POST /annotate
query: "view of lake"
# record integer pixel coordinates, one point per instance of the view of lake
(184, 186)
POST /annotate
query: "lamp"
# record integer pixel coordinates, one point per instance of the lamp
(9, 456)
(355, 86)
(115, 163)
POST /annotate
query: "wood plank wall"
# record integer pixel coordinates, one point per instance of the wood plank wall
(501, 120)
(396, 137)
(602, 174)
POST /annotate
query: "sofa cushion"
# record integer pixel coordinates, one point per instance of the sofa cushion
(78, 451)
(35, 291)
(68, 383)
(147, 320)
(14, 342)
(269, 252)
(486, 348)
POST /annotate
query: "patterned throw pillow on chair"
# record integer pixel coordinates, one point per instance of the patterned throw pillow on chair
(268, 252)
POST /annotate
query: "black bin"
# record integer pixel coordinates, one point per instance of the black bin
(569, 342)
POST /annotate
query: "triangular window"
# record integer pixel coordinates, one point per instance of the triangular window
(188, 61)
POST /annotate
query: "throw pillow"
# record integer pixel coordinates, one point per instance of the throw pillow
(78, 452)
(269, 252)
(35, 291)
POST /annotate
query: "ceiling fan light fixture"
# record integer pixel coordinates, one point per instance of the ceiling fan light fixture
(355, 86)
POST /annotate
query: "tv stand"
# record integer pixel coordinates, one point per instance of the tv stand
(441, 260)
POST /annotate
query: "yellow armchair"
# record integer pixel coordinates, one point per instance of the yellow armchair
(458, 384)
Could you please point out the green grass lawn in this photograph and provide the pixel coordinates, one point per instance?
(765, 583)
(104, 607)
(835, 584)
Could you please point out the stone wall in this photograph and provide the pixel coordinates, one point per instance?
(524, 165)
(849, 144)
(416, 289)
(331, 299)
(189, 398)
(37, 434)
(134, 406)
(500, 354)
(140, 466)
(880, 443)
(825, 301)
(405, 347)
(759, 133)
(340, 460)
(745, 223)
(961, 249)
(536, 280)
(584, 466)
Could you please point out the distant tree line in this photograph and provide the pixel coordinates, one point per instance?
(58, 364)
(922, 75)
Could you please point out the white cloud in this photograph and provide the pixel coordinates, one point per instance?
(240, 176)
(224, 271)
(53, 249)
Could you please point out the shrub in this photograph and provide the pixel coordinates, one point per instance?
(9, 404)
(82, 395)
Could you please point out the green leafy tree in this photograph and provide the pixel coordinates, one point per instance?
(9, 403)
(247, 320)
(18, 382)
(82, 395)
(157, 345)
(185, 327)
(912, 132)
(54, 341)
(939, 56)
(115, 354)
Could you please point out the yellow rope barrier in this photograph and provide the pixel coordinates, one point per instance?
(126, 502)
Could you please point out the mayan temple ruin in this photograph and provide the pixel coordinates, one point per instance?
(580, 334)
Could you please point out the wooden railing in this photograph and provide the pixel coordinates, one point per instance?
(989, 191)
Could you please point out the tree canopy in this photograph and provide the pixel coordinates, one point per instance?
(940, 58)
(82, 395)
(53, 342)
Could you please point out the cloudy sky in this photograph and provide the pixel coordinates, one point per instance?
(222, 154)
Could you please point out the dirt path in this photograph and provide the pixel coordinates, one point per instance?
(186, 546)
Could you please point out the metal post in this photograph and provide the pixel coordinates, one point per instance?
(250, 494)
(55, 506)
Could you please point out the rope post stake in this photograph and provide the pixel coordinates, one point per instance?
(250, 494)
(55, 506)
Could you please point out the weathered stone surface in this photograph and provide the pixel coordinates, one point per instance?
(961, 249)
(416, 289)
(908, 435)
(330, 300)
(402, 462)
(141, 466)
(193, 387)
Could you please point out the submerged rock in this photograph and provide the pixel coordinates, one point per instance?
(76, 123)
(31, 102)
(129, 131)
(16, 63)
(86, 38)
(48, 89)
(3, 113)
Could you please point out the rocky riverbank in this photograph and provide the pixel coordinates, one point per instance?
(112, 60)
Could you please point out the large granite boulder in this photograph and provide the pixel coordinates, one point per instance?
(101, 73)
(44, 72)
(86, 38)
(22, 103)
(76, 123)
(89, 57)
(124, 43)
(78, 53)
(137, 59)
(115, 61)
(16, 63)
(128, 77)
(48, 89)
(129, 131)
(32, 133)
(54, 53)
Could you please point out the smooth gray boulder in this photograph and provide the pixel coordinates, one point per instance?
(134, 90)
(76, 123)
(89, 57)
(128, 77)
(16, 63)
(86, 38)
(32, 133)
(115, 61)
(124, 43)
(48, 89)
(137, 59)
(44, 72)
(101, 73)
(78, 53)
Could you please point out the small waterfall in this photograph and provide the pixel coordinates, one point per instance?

:: Task prompt ::
The job here is to find each line above with the word "query" and copy it.

:: Answer to this problem ::
query: "view of lake"
query: "lamp"
query: "wood plank wall"
query: "sofa cushion"
query: "patterned throw pillow on chair"
query: "black bin"
query: "triangular window"
query: "throw pillow"
query: "ceiling fan light fixture"
query: "tv stand"
query: "yellow armchair"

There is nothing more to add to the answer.